Page excerpt:
^^^^^^^^^^^^^^^^
China exports its traditional medicine to Africa
Hing Pal Singh is among dozens of patients with daily appointments at the Oriental Chinese Herbal Clinic in Nairobi.
Singh, 85, has been suffering from spinal problems for five years and is now trying herbal remedies.
“There is a slight difference," Singh said. " ... It's only a week now. It will take at least another 12 to 15 sessions. Then we see how it goes.”
Traditional Chinese medicine is becoming more popular in Africa, according to a 2020 study by Development Reimagined, a Beijing international consulting firm.
A February 2020 op-ed written by a Beijing think tank researcher and published in the state-run China Daily said such traditional medicine would “boost the Chinese economy, contribute to global health and prove to be a shot in the arm for China's soft power.”
Conventional medical doctors such as Sultan Mantendechere, though, say patients are overlooking the potential harm that some herbal remedies can cause, especially if used too frequently or at too high a dosage.
“They do work in quite a number of circumstances," Mantendechere said. "Having said that, our main worry as practitioners, the medical practitioners, is that the use of herbal medicine is not as regulated as we would want it to
Although the safety and effectiveness of traditional Chinese medicine is still debated worldwide, herbal practitioners such as Li Chuan continue to gain popularity among those seeking alternative medication.
Li said some of his patients were benefiting from purported COVID-19 remedies, although there is scant scientific evidence that they can help against the disease.
“Many people buy our herbal tea to counter COVID-19," Li said. "The results are good.”
Environmentalists fear the growth of traditional Chinese medicine will encourage poachers to go after endangered wildlife such as rhinos and some types of snakes used in making the potions.
^^^^^^^^^^^^^^^^
Work item:
In the article on Chinese traditional medicine in Africa, how long has Hing Pal Singh had spinal problems?

Stored data:
^^^^^^^^^^^^^^^^
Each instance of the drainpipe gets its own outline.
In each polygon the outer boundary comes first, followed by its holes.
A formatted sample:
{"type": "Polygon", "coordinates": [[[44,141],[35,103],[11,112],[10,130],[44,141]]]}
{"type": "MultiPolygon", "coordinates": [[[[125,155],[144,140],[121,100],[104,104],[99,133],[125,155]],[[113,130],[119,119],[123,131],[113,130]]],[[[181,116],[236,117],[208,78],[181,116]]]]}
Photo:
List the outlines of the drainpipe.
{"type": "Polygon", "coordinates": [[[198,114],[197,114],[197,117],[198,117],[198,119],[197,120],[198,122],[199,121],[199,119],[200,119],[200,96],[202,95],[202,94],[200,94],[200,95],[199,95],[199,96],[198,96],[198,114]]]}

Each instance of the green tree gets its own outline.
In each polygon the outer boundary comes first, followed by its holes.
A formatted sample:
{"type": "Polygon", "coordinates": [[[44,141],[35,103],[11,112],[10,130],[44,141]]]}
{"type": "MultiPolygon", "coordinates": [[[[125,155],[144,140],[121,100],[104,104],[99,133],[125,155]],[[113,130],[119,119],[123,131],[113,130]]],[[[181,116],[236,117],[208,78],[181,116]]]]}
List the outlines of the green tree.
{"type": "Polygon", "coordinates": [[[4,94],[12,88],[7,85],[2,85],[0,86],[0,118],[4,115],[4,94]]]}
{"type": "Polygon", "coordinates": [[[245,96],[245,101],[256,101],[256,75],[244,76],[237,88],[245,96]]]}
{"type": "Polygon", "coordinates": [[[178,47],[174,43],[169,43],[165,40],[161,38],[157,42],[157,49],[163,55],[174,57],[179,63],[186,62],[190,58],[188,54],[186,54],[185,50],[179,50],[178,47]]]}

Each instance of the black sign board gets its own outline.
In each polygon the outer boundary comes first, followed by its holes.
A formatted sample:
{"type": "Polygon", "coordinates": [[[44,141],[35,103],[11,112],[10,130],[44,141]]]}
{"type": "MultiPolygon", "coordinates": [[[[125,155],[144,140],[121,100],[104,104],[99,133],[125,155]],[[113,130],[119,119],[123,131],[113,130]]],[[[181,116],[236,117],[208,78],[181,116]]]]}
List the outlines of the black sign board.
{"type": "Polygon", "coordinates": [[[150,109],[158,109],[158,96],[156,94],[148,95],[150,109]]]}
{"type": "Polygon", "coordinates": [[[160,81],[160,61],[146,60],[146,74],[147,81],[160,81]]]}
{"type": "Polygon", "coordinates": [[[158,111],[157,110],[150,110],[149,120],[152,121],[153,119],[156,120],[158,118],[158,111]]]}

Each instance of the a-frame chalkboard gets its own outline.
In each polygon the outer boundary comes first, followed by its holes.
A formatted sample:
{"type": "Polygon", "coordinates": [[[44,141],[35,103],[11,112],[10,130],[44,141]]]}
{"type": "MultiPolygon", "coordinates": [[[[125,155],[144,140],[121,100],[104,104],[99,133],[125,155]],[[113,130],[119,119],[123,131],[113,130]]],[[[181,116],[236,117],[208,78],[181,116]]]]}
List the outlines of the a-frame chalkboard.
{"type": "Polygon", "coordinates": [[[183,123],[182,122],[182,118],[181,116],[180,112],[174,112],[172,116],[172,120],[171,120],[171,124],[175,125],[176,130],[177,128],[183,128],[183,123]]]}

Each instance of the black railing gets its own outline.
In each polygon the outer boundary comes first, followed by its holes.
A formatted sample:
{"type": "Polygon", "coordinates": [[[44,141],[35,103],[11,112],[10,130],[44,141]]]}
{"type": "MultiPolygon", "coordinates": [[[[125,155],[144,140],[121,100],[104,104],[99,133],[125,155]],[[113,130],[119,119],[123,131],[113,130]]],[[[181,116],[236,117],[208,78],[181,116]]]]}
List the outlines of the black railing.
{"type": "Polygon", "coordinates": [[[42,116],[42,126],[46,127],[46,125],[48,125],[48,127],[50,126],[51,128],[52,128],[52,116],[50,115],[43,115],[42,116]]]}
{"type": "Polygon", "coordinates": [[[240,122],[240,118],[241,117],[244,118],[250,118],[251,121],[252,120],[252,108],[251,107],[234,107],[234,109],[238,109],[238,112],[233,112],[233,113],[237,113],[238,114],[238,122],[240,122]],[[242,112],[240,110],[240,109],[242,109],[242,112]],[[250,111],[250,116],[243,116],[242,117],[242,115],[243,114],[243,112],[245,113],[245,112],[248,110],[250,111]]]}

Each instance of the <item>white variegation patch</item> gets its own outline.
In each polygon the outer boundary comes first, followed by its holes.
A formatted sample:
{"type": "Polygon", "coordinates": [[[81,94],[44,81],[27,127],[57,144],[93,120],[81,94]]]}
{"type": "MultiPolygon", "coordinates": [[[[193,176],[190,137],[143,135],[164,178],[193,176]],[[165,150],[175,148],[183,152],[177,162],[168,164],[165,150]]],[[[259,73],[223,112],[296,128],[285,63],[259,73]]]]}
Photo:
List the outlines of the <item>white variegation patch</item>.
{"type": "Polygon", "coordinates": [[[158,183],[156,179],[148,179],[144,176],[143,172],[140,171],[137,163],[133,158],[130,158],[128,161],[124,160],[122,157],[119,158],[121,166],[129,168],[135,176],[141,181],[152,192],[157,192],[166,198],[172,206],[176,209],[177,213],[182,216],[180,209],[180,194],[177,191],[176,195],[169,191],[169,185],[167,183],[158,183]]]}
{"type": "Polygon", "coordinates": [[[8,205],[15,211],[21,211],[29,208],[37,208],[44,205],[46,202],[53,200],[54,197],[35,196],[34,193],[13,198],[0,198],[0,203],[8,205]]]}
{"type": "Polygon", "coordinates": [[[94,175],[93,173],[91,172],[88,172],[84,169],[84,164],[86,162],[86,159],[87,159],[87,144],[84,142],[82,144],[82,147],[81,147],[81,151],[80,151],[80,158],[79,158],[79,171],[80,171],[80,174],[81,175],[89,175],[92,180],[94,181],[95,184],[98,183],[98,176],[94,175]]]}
^^^^^^^^^^^^^^^^
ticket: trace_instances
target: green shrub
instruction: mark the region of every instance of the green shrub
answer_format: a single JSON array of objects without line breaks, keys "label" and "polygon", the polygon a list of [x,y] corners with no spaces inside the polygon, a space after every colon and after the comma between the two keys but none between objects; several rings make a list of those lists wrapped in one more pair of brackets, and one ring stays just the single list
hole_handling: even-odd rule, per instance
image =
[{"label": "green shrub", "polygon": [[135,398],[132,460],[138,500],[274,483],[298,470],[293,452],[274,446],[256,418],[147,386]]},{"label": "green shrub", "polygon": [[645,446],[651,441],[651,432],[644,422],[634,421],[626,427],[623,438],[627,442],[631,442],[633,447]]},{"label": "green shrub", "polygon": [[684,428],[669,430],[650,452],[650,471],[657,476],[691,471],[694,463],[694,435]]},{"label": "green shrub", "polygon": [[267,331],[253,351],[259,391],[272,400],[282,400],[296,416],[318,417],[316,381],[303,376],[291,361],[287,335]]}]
^^^^^^^^^^^^^^^^
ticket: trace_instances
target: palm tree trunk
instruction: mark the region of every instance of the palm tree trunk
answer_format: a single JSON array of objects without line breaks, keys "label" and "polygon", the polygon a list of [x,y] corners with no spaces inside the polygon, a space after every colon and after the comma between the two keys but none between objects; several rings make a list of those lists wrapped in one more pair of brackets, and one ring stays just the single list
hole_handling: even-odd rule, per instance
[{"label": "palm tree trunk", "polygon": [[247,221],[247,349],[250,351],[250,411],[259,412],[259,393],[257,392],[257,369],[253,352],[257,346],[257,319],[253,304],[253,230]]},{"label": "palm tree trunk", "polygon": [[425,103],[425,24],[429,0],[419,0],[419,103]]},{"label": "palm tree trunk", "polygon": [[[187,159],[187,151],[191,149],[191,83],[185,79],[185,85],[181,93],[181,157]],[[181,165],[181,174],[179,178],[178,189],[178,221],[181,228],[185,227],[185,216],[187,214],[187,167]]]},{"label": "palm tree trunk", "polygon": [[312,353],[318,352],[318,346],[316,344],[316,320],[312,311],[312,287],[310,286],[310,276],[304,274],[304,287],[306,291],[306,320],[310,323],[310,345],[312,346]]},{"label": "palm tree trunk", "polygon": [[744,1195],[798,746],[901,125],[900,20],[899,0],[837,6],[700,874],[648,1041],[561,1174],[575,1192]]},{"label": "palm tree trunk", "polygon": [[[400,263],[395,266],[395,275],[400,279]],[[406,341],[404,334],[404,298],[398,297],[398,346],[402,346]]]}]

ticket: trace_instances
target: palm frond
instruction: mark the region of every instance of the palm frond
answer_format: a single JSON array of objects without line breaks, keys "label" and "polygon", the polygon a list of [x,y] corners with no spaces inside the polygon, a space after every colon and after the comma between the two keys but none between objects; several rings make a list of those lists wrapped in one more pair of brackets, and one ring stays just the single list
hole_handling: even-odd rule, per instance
^^^^^^^^^^^^^^^^
Response area:
Five years.